→ **DOCUMENT PASSAGE**:
The Effect of an Intervention to Break the Gender Bias Habit for Faculty at One Institution: A Cluster Randomized, Controlled Trial

A habit-breaking approach to gender bias led to behavioral changes and improved work climate among university faculty.

Introduction

Gender bias persists across fields including academic science, medicine, and engineering, and is often unconscious. In this study, the authors build on evidence suggesting that bias works as a deeply ingrained habit, and can be countered through a habit-breaking approach. The habit-breaking framework posits that behavioral change requires awareness of the habit; motivation, sense of self-efficacy, and positive outcome expectations creating willingness to change the habit; and deliberate practice of new actions to replace old habitual patterns. This process can in turn be used in institutions in order to target unconscious bias and create a more level playing field for diverse or underrepresented groups.

Adapting a previously developed workshop targeting racial bias, the authors tested the effect of a 2.5-hour intervention addressing gender bias among faculty at a large public university. Focusing on departments housing faculty in science, medicine, and engineering, they examined the effects of the habit-breaking approach on individual awareness, motivation, self-efficacy, outcome expectations, and action, as well as effects on departmental climate.

Findings

Following a 2.5-hour departmental-level workshop that presented gender bias as a changeable habit, faculty reported personal changes supporting gender equity, both shortly after the intervention and at 3-month follow-up.

  • Awareness of one’s own gender bias, measured with a scale composed of nine survey items, increased significantly among faculty in intervention departments, compared to faculty in control departments, with effects persisting after 3 months.

→ **SUPPLIED INFORMATION**:
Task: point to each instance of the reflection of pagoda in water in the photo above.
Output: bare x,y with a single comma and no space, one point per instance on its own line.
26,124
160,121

→ **WHAT IS NEEDED**:
In the gender bias study summary, what are all the outcomes on which the authors examined the effects of the habit-breaking approach?

→ **RESPONSE BELOW**:
- Individual awareness
- Motivation
- Self-efficacy
- Outcome expectations
- Action
- Departmental climate